Extract:
>> start

These provisions will not limit the liability of directors or officers under the federal securities laws of the United States.
Indemnification Under Our Certificate of Incorporation
Article V of our certificate of incorporation provides that, to the fullest extent permitted by the DGCL, as the same may be amended and supplemented from time to time, the personal liability of our directors shall be eliminated.
Indemnification Under Our Bylaws
Section 6.01 of Article VI of our bylaws provides that we shall indemnify and hold harmless, to the fullest extent permitted by applicable law, any person who was or is made or is threatened to be made a party or is otherwise involved in any action, suit or proceeding, whether civil, criminal, administrative or investigative by reason of the fact that he or she, or a person for whom he or she is the legal representative, is or was a director or officer of the Company or, while a director or officer of the Company, is or was serving at the request of the Company as a director, officer, employee or agent of another corporation or of a partnership, joint venture, trust, enterprise or nonprofit entity, including service with respect to employee benefit plans, against all liability and loss suffered and expenses (including attorneys' fees) reasonably incurred by such person.

>> end

(Dataset records on object locations)
>> start

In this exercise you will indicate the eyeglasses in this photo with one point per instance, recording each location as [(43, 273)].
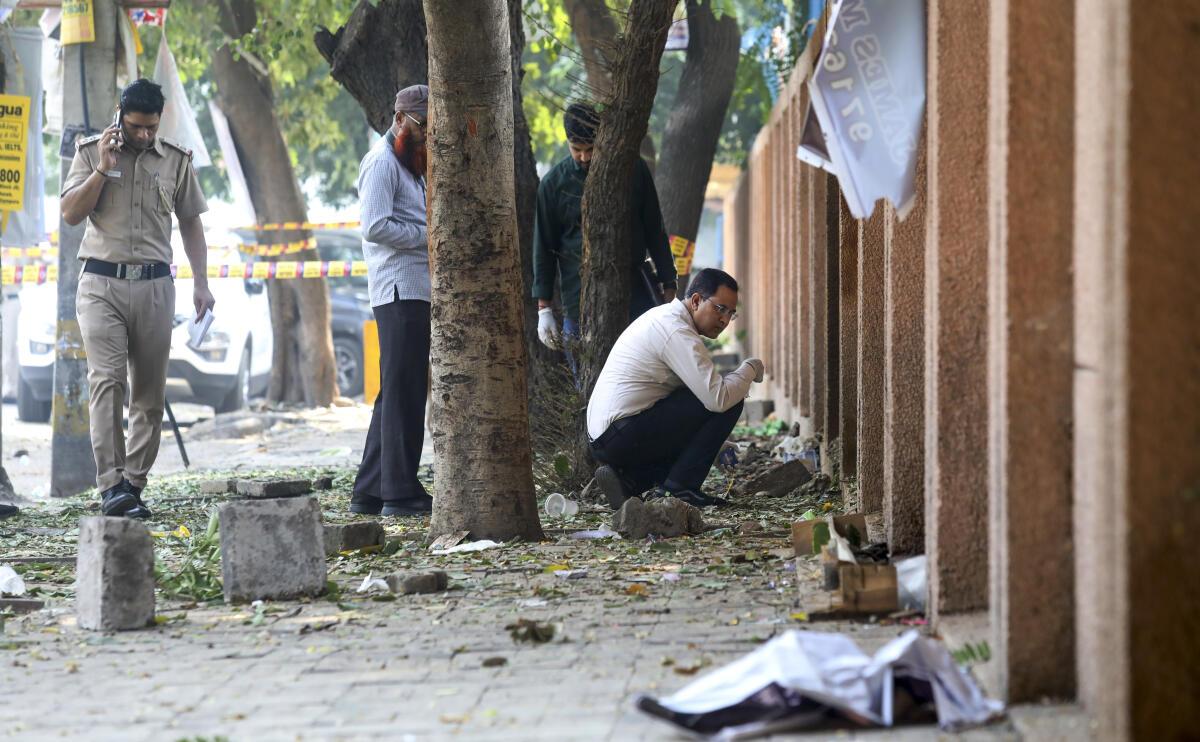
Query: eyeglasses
[(724, 310)]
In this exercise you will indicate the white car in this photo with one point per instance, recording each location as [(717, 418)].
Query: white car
[(232, 365)]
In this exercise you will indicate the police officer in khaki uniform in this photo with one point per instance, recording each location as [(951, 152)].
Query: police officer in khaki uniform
[(126, 181)]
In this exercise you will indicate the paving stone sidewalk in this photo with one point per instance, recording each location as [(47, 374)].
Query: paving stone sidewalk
[(646, 618)]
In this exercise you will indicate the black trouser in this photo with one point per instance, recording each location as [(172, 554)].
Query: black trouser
[(397, 423), (672, 444)]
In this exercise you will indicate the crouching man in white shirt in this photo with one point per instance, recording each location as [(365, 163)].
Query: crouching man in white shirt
[(660, 412)]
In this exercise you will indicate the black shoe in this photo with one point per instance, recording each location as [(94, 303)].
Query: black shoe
[(138, 512), (616, 490), (693, 497), (119, 500), (365, 504), (418, 506)]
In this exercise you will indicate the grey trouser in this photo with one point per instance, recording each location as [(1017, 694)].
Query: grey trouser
[(126, 334)]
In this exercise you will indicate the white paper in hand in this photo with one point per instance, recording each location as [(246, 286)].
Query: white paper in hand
[(198, 329)]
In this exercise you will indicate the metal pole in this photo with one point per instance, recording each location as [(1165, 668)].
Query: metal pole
[(72, 465)]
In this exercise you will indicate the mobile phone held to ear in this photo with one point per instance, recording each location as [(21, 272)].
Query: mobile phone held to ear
[(120, 132)]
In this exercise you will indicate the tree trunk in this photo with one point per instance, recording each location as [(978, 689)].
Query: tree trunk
[(480, 424), (357, 67), (607, 211), (379, 51), (694, 127), (303, 364)]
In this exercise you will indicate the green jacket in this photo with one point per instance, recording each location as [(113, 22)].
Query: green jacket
[(558, 234)]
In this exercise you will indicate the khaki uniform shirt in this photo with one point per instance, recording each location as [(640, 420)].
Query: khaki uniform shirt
[(131, 222)]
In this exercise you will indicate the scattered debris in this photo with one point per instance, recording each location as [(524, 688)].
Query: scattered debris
[(594, 534), (807, 680), (557, 506), (11, 582), (371, 582), (534, 632), (466, 548), (259, 489), (664, 518), (749, 526), (778, 480), (448, 540), (219, 486)]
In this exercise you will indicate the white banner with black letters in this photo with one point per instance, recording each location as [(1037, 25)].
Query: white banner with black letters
[(868, 94)]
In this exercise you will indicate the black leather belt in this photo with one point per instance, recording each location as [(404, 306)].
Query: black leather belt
[(121, 270)]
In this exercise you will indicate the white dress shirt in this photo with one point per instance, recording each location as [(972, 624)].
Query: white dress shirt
[(657, 354)]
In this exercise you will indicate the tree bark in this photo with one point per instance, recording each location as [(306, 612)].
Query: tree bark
[(303, 367), (694, 126), (480, 424), (379, 51), (607, 211)]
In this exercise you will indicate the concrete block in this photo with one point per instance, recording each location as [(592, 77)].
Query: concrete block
[(323, 483), (419, 582), (778, 480), (114, 574), (756, 411), (271, 549), (342, 537), (665, 518), (219, 486), (261, 489)]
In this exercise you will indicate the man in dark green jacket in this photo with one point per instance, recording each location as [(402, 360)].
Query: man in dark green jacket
[(558, 234)]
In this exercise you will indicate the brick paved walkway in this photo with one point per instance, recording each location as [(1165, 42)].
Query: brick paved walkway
[(414, 668)]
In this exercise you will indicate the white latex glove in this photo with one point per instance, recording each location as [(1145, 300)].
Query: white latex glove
[(759, 369), (547, 329)]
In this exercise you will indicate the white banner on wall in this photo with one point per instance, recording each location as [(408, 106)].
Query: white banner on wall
[(868, 94)]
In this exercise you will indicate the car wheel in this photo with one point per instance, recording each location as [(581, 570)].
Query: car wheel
[(30, 408), (348, 357), (237, 396)]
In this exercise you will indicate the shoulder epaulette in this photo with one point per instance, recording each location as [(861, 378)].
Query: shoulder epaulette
[(172, 144)]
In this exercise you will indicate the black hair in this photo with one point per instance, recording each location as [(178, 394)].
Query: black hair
[(581, 121), (143, 96), (707, 281)]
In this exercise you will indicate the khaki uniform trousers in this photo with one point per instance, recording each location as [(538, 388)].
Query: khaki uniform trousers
[(126, 334)]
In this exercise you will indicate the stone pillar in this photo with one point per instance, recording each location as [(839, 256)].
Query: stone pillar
[(870, 363), (1137, 359), (819, 232), (847, 346), (957, 307), (832, 293), (1030, 315), (904, 375), (114, 584)]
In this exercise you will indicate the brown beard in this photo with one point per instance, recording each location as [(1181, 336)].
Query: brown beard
[(411, 154)]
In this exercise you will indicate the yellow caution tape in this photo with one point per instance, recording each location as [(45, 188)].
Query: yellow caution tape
[(280, 249), (259, 269), (683, 250), (286, 226)]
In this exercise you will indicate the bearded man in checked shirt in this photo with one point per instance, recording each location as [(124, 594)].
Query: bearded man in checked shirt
[(395, 244)]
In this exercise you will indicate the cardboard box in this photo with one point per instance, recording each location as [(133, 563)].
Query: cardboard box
[(868, 588), (846, 525)]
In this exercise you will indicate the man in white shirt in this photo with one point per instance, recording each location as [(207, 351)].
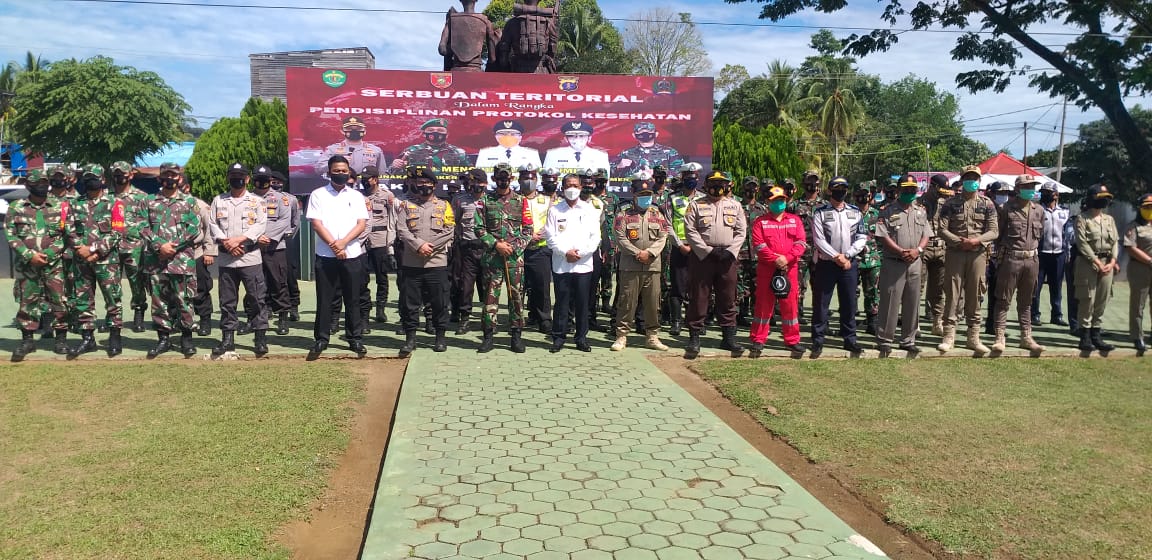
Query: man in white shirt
[(573, 234), (339, 216)]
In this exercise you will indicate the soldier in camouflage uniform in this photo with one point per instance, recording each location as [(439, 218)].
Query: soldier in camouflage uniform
[(434, 151), (131, 246), (169, 233), (804, 207), (870, 259), (95, 228), (503, 225), (35, 227)]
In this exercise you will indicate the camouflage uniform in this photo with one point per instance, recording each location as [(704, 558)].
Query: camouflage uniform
[(503, 219), (172, 220)]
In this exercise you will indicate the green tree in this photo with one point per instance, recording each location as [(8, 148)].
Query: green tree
[(1105, 62), (258, 136), (96, 111)]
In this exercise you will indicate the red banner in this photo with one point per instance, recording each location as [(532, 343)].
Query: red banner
[(455, 121)]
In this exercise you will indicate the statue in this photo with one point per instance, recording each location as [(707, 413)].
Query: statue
[(464, 37), (528, 44)]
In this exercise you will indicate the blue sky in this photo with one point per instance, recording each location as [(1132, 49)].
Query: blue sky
[(203, 52)]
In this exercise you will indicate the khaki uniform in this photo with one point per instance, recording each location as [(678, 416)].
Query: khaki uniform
[(1096, 239), (1018, 264), (639, 231), (1139, 277), (900, 281)]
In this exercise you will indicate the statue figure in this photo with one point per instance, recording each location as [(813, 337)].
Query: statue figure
[(528, 44), (464, 37)]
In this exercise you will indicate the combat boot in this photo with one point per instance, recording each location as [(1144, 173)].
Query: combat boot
[(61, 342), (517, 342), (115, 345), (260, 343), (186, 342), (163, 345), (27, 346), (409, 345), (974, 341), (227, 343), (486, 342), (86, 345)]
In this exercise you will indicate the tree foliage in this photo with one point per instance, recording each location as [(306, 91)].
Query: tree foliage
[(258, 136), (96, 111)]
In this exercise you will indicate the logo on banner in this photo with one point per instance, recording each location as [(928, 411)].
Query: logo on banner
[(569, 83), (334, 78), (441, 80)]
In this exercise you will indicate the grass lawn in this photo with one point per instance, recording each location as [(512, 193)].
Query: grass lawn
[(1038, 459), (171, 460)]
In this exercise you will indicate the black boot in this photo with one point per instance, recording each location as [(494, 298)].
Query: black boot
[(186, 342), (61, 342), (409, 345), (694, 345), (227, 343), (115, 345), (86, 345), (27, 346), (1098, 342), (260, 343), (517, 342), (486, 343), (163, 345)]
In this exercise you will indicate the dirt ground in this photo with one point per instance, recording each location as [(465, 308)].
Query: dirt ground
[(338, 521), (859, 512)]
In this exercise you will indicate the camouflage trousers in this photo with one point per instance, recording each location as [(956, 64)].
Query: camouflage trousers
[(493, 269), (172, 301), (106, 275), (39, 292), (870, 286)]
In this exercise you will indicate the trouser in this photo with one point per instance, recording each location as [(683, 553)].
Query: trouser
[(425, 286), (1015, 277), (964, 278), (1092, 292), (1139, 284), (494, 266), (252, 278), (465, 277), (39, 289), (172, 301), (1051, 273), (766, 302), (705, 275), (573, 288), (899, 297), (202, 302), (107, 277), (638, 287), (330, 273), (538, 282), (828, 277)]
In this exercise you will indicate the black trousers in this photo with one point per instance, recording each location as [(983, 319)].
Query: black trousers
[(348, 277), (424, 287), (252, 278), (538, 281), (573, 289)]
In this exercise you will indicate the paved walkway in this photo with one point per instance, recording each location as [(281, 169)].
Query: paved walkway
[(581, 456)]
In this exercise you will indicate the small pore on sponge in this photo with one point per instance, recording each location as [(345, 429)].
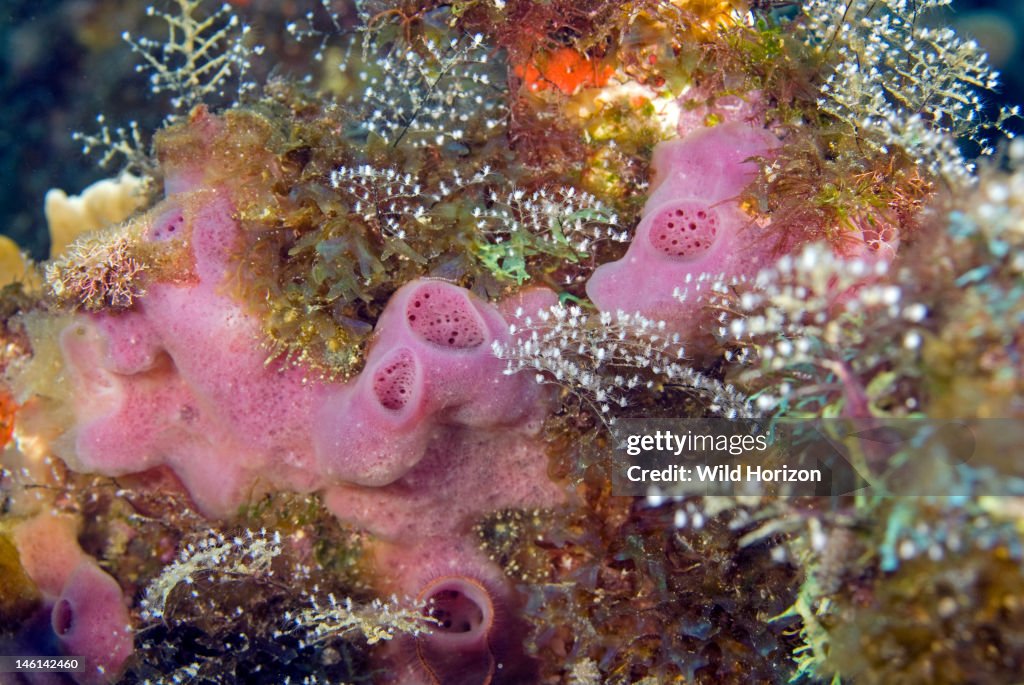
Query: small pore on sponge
[(683, 229), (443, 316), (395, 380), (168, 226)]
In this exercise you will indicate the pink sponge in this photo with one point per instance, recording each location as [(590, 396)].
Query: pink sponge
[(180, 380), (90, 621), (430, 366), (691, 225)]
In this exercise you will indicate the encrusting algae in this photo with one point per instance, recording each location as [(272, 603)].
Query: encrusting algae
[(327, 388)]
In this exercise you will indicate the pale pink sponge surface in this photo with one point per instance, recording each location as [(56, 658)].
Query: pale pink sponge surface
[(431, 366), (91, 621), (180, 379), (691, 225)]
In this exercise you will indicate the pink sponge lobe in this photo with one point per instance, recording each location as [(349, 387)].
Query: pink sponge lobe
[(90, 621), (397, 381), (683, 229), (443, 316)]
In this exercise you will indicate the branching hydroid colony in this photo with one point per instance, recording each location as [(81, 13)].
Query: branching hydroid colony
[(407, 236)]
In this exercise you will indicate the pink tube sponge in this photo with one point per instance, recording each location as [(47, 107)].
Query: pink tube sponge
[(431, 365), (90, 621), (691, 225)]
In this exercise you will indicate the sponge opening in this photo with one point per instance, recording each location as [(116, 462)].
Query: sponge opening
[(442, 315)]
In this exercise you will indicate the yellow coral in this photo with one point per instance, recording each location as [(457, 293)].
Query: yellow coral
[(102, 204)]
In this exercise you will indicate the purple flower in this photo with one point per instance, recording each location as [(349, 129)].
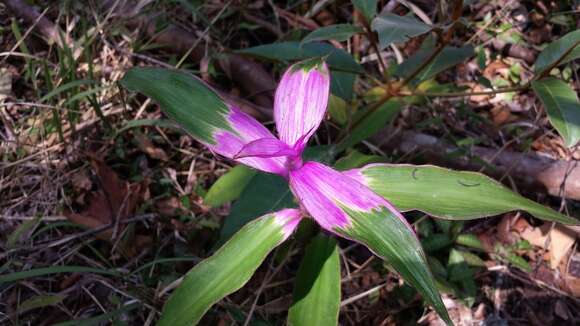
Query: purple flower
[(339, 202), (299, 107)]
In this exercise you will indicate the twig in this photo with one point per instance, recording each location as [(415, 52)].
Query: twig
[(50, 244)]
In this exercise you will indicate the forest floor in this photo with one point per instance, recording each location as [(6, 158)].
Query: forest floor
[(103, 206)]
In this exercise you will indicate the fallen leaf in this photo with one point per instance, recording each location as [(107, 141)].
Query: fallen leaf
[(115, 199), (561, 241)]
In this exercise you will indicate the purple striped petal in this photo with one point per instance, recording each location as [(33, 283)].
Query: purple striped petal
[(289, 218), (266, 147), (326, 193), (244, 130), (300, 102)]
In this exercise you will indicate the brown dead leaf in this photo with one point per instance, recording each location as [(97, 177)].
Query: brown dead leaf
[(501, 115), (496, 69), (147, 147), (170, 207), (561, 241), (81, 181), (115, 199)]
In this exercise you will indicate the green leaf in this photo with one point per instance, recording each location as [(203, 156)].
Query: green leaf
[(449, 57), (337, 59), (449, 194), (184, 98), (265, 193), (562, 105), (148, 123), (223, 273), (317, 286), (339, 32), (229, 186), (368, 8), (393, 28), (567, 46), (371, 124), (393, 240)]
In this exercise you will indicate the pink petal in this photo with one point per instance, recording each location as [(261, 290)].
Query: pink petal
[(300, 102), (266, 147), (246, 129), (325, 193)]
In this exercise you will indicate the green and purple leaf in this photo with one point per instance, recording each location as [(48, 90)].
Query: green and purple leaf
[(228, 269), (347, 208), (448, 194), (222, 127), (562, 106)]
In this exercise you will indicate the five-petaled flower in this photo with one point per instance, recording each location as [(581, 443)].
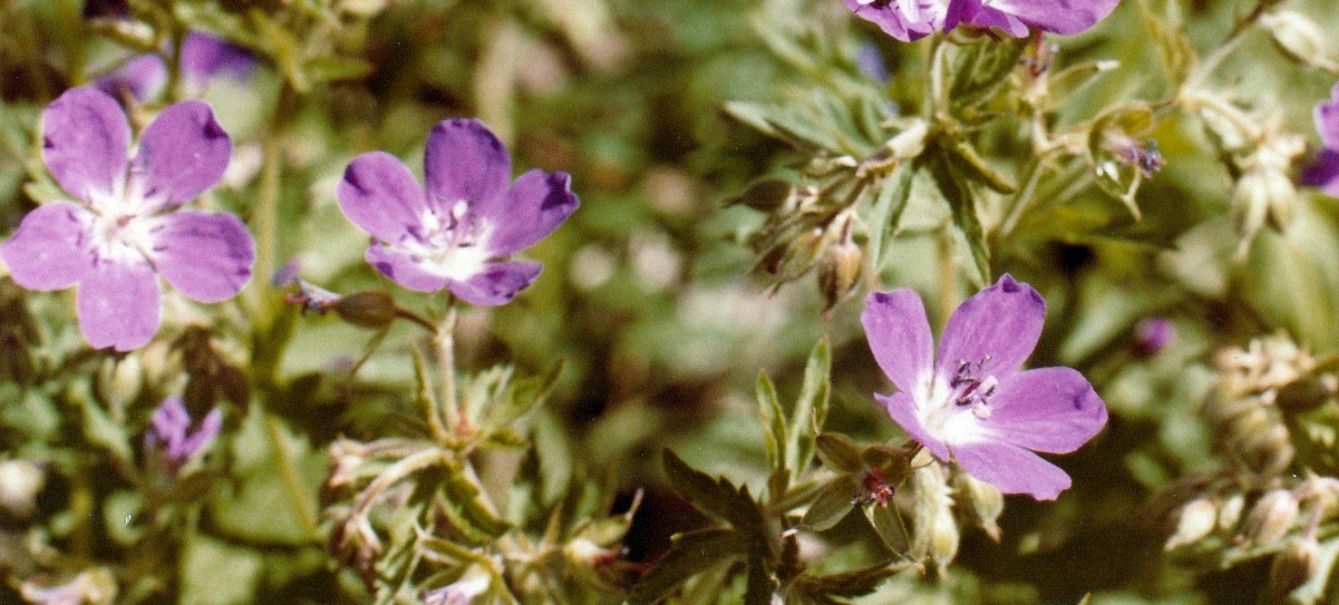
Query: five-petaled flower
[(908, 20), (123, 225), (170, 433), (974, 404), (1323, 171), (455, 233)]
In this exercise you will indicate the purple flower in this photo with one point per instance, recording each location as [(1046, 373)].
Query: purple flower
[(913, 19), (204, 56), (974, 404), (170, 435), (123, 225), (457, 232), (1323, 171), (1153, 335)]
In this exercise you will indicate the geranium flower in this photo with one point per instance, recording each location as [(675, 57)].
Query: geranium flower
[(974, 406), (1323, 171), (908, 20), (123, 226), (455, 233), (170, 433)]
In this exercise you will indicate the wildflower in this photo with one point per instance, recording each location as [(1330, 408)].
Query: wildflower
[(457, 232), (204, 56), (123, 225), (1323, 171), (169, 433), (975, 406), (908, 20)]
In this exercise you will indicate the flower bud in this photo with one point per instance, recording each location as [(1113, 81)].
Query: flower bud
[(20, 482), (1298, 38), (367, 309), (1195, 521), (980, 502), (1292, 566), (1271, 518)]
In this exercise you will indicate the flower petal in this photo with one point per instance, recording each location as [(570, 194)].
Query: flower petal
[(534, 206), (901, 407), (48, 252), (205, 256), (1057, 16), (406, 269), (118, 304), (900, 339), (1012, 469), (181, 154), (465, 161), (1051, 410), (379, 196), (497, 284), (1002, 323), (85, 139)]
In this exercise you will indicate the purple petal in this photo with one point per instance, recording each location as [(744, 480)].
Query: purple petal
[(85, 138), (497, 283), (205, 55), (205, 256), (181, 154), (379, 196), (118, 304), (1057, 16), (1012, 469), (901, 407), (1000, 323), (141, 78), (406, 269), (465, 161), (534, 206), (1323, 173), (48, 252), (900, 339), (1051, 410)]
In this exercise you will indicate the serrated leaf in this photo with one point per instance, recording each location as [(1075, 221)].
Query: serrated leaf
[(832, 505), (688, 554), (715, 497), (773, 420), (810, 410), (840, 453)]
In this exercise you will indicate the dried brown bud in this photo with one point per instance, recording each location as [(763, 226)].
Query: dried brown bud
[(1195, 521), (1271, 518)]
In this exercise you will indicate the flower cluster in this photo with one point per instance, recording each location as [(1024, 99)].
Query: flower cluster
[(908, 20)]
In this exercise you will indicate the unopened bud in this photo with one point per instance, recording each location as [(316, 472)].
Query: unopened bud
[(1271, 518), (367, 309), (1195, 521), (979, 502), (1292, 566), (1298, 38), (20, 482)]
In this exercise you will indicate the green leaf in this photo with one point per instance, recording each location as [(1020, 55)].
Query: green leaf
[(968, 224), (773, 420), (832, 505), (715, 497), (688, 554), (840, 453), (810, 408)]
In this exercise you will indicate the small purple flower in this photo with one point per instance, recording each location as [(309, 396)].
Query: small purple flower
[(1323, 171), (455, 233), (975, 406), (1153, 335), (170, 433), (204, 56), (908, 20), (123, 226)]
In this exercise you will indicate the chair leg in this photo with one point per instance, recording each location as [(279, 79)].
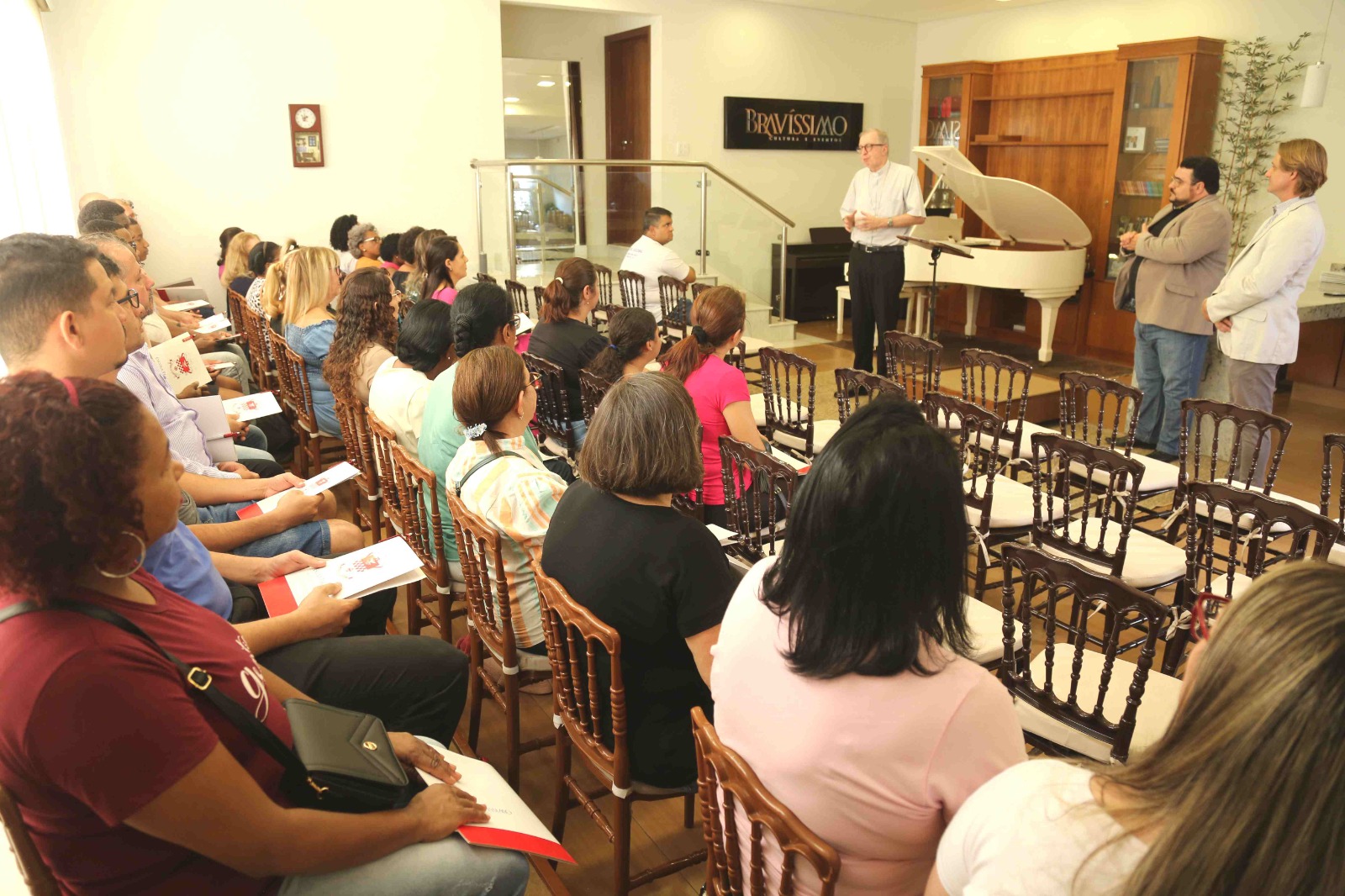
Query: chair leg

>> end

Written task:
For each statement below, answer yes or no according to the indemnification excerpt above, and quote the exact words from it that decide the answer.
(a) The provisions limit the liability of directors or officers under United States federal securities laws.
(b) Article V of the certificate of incorporation eliminates the personal liability of directors to the fullest extent the DGCL permits.
(c) The indemnification in Section 6.01 of the bylaws covers attorneys' fees.

Response to this exercise:
(a) No: "These provisions will not limit the liability of directors or officers under the federal securities laws of the United States."
(b) Yes: "to the fullest extent permitted by the DGCL, as the same may be amended and supplemented from time to time, the personal liability of our directors shall be eliminated."
(c) Yes: "expenses (including attorneys' fees) reasonably incurred by such person."